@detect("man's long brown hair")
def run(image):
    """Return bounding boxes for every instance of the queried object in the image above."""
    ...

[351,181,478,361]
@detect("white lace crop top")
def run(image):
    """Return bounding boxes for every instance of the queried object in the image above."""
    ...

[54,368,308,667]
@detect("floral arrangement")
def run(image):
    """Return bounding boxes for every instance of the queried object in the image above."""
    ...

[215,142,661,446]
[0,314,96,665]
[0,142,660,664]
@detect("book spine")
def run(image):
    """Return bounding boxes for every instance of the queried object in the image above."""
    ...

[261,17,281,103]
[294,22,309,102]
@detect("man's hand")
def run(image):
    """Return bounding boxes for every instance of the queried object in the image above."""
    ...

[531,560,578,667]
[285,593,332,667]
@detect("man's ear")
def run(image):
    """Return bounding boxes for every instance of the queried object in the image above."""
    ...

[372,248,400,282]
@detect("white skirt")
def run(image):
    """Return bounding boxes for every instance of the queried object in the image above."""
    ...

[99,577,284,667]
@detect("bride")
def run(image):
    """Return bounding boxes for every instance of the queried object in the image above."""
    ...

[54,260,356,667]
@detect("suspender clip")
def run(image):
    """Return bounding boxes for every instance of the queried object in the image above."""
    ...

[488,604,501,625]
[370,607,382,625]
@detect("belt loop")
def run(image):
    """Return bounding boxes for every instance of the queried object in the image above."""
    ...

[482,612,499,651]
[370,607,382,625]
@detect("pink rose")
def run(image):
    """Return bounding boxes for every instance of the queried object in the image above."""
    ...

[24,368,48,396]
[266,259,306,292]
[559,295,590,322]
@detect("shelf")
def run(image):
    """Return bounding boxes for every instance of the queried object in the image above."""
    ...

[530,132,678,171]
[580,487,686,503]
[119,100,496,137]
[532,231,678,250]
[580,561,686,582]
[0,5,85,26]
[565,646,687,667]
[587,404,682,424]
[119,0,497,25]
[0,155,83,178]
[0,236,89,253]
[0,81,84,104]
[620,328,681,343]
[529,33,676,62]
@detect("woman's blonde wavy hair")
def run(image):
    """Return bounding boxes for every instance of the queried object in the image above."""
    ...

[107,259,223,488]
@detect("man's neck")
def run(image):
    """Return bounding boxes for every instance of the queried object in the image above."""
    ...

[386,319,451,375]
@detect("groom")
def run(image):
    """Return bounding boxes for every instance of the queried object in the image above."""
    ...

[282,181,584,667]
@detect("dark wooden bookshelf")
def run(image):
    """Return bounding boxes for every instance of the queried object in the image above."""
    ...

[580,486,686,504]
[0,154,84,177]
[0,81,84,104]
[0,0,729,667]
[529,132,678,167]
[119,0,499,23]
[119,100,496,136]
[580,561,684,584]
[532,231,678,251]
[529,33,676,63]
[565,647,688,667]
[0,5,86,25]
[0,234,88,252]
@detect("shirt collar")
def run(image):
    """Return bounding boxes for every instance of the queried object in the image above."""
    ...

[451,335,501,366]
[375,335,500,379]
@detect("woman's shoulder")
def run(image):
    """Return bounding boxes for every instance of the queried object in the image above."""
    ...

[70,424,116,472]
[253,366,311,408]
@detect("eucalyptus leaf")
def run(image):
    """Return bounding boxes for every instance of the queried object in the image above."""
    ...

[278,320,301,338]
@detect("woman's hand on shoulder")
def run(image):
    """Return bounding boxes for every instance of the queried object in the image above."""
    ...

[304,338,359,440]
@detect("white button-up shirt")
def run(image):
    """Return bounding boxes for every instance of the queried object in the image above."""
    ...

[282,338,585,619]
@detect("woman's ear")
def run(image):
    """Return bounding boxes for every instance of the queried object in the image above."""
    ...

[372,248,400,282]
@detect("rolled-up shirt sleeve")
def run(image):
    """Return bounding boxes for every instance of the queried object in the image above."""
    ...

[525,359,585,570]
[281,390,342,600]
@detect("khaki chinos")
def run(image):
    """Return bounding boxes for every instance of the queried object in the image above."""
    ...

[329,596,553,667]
------------
_YOUR TASK_
Reproduce the listing starting at its first line and ending at the line containing "[294,22,309,102]", changing "book spine" to "book cover" and leaving everything else untouched.

_RESPONSE TO THIS EXERCISE_
@detect("man's long brown hair")
def run(image):
    """Return bounding boxes for every instance of the queried object in the image above."""
    ...

[351,181,478,361]
@detect("white lace crop top")
def run(image):
    """Return bounding boxes for every instance of the queried object in the image above."""
    ...

[54,368,308,667]
@detect("floral arrangement")
def run(image):
    """Return bounding boxes for every instance of the queried object in the image above."""
    ...

[215,142,661,446]
[0,314,96,665]
[0,142,660,664]
@detect("book cover")
def run(image):
    """Return bounding boxes for every instance of the queried object in the image above."""
    ...

[261,17,281,103]
[294,22,309,102]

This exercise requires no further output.